▸ SECCIÓN DEL DOCUMENTO:
++++
La caída del euro habría acarreado la de la UE, porque el euro no es un adorno, emblema o capricho de 19 de los 28 Estados miembros de la Unión. Todos ellos (con una excepción y media que confirman la regla, Reino Unido y Dinamarca) están llamados a integrarse en él. Se obligaron a ello desde el Tratado de Maastricht (1992), y así lo confirmaron en sus sucesivas reformas.
Además, la moneda supone la culminación del mercado interior. Y la solución final a la desestabilización monetaria importada desde los últimos años sesenta por los vaivenes del dólar: primero fue la “serpiente monetaria”; luego el Sistema Monetario Europeo; y al final, cuando todo fallaba ante las tormentas, el euro: esa moneda irreversible, a la que se entra, pero de la que no se sale. Por eso es a un tiempo producto de una necesidad económica y encarnación de una voluntad política, de autonomía monetaria continental ante el Imperio.
La caída del euro habría acarreado la de la UE, porque el euro no es un adorno
Jean Monnet escribió que “los hombres no aceptan el cambio sino por necesidad” y que “no ven la necesidad sino en la crisis”. Y las crisis no son sino los momentos en que “lo viejo no termina de morir y lo nuevo no acaba de nacer”, como quería Antonio Gramsci. Habrá que convenir en que la Unión se ha fraguado a base de crisis entre los obsoletos Estados-nación y el emergente proyecto supranacional. Y avanza superándolas… junto al abismo. Para algunos ello muestra una debilidad congénita, la ausencia un modelo global finalista sobre el que moldearse. Para otros, prueba su fortaleza porque le permite adaptarse mediante la prueba y el error, el método científico por excelencia.
++++
▸ EXTRACTO DEL MATERIAL:
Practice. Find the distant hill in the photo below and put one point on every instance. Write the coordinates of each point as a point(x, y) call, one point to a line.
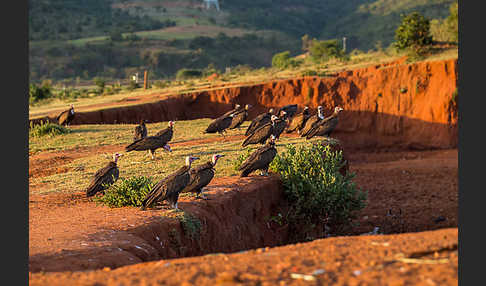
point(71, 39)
++++
▸ EJERCICIOS:
- a) Reproduce sin cambios el fragmento del texto sobre el euro y la UE que va desde "Además, la moneda" hasta "ante el Imperio.", ambos incluidos.
- b) Según el texto sobre el euro y la UE, ¿desde qué tratado se obligaron los Estados miembros a integrarse en el euro?
- c) Prosigue el texto sobre el euro y la UE con el párrafo que vendría después de su última frase.

▸ RESPUESTAS EN ORDEN:
- a)
Además, la moneda supone la culminación del mercado interior. Y la solución final a la desestabilización monetaria importada desde los últimos años sesenta por los vaivenes del dólar: primero fue la “serpiente monetaria”; luego el Sistema Monetario Europeo; y al final, cuando todo fallaba ante las tormentas, el euro: esa moneda irreversible, a la que se entra, pero de la que no se sale. Por eso es a un tiempo producto de una necesidad económica y encarnación de una voluntad política, de autonomía monetaria continental ante el Imperio.

- b) Desde el Tratado de Maastricht (1992).

- c)
Las crisis son marca y génesis de la Unión. De distintos tipos. El más suave, de crecimiento: a cada ampliación a nuevos países (y se han producido ya cinco desde 1957), hubo que cambiar el Tratado para adecuar el albergue a la familia multiplicada. Operaciones de éxito, sí, resultado de la vis expansiva del club y de la amplia demanda de ingreso. Pero que también han registrado amargos reveses: rechazos en referéndums, de Maastricht al Tratado Constitucional, (Dinamarca, Francia, Holanda, Irlanda), que a su vez aconsejaron readaptaciones. Otras crisis son las generadas por los disensos graves: incluso anteriores al Mercado Común, como cuando Francia en 1952-54 abortó la Comunidad Europea de Defensa; o cuando Margaret Thatcher reclamó en 1979 un trato presupuestario más beneficioso al grito de “I want my money back”. Un tercer tipo de crisis ha derivado de la disparidad de enfoques de política exterior ante el entorno más inmediato (Balcanes, Oriente Próximo, Mediterráneo, Ucrania): el peor caso fue la guerra de Irak, que dividió en 2003 a los Gobiernos europeos entre halcones y palomas.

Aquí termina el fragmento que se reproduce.